• Material for this task:
• • • •
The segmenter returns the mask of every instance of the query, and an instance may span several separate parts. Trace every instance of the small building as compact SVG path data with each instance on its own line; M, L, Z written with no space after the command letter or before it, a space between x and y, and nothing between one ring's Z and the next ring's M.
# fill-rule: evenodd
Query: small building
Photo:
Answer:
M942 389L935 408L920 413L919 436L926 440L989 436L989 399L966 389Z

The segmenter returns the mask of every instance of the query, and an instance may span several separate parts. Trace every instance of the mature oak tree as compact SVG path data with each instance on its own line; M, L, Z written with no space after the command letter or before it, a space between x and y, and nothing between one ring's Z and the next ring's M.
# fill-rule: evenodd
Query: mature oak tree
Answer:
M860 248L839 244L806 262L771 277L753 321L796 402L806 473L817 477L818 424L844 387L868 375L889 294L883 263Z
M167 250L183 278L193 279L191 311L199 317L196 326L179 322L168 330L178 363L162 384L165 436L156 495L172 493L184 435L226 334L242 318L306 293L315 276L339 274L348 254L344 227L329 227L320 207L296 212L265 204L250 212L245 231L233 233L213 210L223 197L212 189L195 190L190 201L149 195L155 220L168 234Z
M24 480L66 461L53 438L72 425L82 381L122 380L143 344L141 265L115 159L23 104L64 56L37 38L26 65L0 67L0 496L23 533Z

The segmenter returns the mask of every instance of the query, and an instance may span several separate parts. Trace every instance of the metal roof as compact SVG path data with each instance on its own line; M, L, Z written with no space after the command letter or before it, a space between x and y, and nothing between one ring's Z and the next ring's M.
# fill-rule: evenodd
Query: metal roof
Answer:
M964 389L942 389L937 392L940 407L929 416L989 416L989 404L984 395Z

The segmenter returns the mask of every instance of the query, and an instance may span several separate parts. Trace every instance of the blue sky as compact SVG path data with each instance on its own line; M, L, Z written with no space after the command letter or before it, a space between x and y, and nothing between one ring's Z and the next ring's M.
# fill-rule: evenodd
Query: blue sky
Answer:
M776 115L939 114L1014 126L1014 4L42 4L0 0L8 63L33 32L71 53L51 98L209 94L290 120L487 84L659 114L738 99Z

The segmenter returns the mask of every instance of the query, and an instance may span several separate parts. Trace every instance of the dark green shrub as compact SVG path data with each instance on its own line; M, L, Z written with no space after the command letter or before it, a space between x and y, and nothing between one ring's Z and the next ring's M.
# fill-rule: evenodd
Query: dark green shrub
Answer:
• • • •
• Work instructions: There is a run of lines above from the one with "of the metal" to the one with "of the dark"; print exactly that run, both ends included, and nothing else.

• Result of this exercise:
The segmenter returns the mask of every instance of the query, and an instance may span several separate parts. Trace every instance of the metal roof as compact SVG path data with each instance on its own line; M, L, Z written with no space after the command letter or before it, a space between x and y, and nothing between one ring's Z and the next ring's M.
# fill-rule: evenodd
Query: metal roof
Answer:
M964 389L942 389L937 392L940 407L929 416L989 416L989 404L984 395Z

The segmenter returns the mask of every instance of the query, and an instance may span several separate parts. Trace every instance of the blue sky as compact SVG path data with each instance on its own line; M, L, Z written with no space after the command letter or before it, a space between x and y, and nothing between one ring's Z and the next ring's M.
# fill-rule: evenodd
Query: blue sky
Answer:
M776 115L939 114L1014 126L1014 4L42 4L0 0L8 63L33 32L71 53L51 98L209 94L290 120L487 84L659 114L738 99Z

The segmenter returns the mask of every instance of the query, and an instance may span several separate parts. Trace every instance of the dark green shrub as compact SVG path data with each instance on its own line; M, L, Z written with no space after the command letter or before it, a space between x and y, and nothing between one ring's Z and the next ring's M.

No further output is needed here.